Count the lines in the records below that contain the string "trousers", and give only the number.

- - - - -

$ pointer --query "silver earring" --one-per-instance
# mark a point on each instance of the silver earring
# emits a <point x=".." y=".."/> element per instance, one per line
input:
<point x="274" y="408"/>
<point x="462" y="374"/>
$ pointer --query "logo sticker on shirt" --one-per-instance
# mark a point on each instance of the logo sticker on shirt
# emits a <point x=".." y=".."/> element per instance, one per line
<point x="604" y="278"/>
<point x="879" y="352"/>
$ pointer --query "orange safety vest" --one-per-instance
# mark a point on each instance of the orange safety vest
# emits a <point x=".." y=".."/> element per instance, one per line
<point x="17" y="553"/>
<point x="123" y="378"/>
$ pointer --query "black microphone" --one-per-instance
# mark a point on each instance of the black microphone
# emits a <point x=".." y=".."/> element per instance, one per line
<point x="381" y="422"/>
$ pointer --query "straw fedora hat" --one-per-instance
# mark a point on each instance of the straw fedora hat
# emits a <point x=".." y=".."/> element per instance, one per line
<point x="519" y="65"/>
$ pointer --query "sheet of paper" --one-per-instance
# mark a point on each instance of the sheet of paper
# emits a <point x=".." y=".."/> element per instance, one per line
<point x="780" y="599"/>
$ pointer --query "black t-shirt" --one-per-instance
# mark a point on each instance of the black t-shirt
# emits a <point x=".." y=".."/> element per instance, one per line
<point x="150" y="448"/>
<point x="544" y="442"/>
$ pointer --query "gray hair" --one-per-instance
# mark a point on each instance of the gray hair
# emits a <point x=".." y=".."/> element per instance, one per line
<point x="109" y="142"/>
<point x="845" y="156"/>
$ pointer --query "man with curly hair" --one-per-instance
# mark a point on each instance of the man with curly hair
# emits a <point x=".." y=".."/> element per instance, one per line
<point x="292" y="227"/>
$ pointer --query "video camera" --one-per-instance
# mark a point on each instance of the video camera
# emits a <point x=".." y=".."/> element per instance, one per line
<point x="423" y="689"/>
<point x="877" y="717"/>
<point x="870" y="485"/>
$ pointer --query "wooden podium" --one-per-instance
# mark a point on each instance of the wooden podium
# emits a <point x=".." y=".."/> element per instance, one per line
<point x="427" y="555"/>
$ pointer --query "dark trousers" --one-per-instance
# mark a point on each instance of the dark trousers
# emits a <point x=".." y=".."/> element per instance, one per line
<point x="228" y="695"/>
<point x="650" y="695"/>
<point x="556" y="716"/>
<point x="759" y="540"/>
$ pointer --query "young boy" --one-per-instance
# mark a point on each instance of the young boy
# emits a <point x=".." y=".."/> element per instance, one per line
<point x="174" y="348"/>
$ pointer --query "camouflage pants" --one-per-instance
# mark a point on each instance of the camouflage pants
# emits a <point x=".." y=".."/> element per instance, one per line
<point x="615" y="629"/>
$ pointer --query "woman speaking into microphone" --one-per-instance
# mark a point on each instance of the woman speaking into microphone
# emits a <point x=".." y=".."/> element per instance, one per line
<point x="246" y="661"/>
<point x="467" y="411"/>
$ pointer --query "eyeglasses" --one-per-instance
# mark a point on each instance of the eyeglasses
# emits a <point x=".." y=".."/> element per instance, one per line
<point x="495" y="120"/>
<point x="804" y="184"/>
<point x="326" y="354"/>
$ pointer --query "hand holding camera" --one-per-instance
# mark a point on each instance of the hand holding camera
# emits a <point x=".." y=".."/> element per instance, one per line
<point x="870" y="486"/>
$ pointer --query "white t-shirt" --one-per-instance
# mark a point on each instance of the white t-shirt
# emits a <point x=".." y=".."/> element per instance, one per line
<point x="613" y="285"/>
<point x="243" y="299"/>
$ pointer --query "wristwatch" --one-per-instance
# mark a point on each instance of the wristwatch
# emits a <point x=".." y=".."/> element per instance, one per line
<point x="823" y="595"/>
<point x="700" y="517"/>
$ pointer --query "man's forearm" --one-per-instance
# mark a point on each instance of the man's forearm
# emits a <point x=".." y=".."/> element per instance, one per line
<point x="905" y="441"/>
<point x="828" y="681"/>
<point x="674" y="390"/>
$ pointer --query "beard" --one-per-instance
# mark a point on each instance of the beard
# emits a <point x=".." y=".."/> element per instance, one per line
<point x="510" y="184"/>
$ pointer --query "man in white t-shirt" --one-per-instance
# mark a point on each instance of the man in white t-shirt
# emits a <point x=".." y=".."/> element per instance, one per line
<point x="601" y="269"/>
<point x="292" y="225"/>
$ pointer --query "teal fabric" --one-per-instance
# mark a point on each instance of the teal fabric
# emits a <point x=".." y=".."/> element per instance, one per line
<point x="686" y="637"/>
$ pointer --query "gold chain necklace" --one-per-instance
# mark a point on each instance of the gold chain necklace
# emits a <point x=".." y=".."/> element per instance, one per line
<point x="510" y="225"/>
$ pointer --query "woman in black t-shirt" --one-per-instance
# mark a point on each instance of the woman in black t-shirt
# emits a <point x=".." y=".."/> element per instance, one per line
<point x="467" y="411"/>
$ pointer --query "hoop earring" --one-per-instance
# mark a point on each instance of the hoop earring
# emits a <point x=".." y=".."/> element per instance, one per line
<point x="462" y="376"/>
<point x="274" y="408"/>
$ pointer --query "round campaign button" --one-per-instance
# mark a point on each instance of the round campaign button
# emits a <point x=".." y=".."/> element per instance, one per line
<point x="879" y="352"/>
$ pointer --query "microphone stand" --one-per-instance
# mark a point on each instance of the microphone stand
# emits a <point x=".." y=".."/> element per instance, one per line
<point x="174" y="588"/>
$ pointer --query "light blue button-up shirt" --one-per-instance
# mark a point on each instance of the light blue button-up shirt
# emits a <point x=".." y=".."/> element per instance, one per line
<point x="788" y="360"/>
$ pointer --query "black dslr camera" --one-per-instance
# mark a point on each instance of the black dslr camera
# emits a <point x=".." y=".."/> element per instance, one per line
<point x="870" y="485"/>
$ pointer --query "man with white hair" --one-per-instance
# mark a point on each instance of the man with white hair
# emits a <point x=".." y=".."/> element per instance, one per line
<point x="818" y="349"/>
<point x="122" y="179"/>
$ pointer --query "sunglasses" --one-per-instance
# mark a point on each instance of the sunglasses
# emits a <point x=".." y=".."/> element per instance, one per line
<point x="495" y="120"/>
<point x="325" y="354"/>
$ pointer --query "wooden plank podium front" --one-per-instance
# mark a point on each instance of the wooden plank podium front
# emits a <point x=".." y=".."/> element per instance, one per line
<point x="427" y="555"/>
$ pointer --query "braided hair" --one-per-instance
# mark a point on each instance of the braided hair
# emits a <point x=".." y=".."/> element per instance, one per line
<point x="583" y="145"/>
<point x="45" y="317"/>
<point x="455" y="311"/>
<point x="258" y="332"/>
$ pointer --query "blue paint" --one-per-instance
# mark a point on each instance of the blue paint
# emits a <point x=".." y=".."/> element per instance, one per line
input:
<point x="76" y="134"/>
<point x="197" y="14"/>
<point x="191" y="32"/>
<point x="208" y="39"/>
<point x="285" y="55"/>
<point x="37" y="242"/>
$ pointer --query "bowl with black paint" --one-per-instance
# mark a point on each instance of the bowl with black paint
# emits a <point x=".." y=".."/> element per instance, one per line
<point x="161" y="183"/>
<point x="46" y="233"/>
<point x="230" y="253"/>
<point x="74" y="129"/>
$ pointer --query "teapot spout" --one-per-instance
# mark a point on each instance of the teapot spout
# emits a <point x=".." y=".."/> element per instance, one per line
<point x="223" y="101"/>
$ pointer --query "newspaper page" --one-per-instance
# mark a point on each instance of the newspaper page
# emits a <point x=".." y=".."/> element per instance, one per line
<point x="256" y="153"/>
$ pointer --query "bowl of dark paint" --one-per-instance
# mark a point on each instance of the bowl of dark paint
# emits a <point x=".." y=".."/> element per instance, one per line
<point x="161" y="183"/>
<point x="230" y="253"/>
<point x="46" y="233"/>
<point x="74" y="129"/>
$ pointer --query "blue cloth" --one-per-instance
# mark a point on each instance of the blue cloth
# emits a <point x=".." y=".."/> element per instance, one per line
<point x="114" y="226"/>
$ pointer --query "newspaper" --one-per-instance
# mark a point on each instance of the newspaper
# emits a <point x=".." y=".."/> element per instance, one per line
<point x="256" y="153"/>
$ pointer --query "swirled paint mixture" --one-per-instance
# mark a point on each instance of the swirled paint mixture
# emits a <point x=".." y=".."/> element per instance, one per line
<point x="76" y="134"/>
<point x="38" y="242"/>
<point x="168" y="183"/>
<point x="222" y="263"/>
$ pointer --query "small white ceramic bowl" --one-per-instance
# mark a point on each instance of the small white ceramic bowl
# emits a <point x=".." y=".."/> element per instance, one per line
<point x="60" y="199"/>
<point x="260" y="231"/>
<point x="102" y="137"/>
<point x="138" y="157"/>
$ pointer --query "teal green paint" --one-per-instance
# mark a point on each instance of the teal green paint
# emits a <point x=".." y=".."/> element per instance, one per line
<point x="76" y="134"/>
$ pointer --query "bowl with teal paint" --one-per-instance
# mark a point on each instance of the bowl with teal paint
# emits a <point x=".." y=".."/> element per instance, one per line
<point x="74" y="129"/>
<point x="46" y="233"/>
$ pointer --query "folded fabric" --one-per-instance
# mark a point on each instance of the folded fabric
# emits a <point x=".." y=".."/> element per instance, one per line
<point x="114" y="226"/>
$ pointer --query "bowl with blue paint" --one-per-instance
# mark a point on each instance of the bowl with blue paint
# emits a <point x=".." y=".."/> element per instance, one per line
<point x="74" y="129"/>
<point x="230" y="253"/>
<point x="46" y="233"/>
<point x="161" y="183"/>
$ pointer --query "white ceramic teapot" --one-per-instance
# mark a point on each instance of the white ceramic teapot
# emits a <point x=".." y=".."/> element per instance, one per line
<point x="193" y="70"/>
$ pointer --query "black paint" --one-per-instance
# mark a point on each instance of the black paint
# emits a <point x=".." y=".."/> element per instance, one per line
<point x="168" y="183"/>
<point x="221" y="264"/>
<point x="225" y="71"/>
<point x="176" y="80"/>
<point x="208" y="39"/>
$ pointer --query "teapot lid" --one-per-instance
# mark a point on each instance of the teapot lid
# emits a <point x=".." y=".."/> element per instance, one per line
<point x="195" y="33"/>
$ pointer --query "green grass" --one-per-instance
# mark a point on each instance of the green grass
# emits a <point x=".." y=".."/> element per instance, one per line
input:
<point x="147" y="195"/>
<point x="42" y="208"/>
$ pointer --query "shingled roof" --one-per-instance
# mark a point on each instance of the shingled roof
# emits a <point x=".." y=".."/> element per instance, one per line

- - - - -

> [RESPONSE TO THIS TASK] 2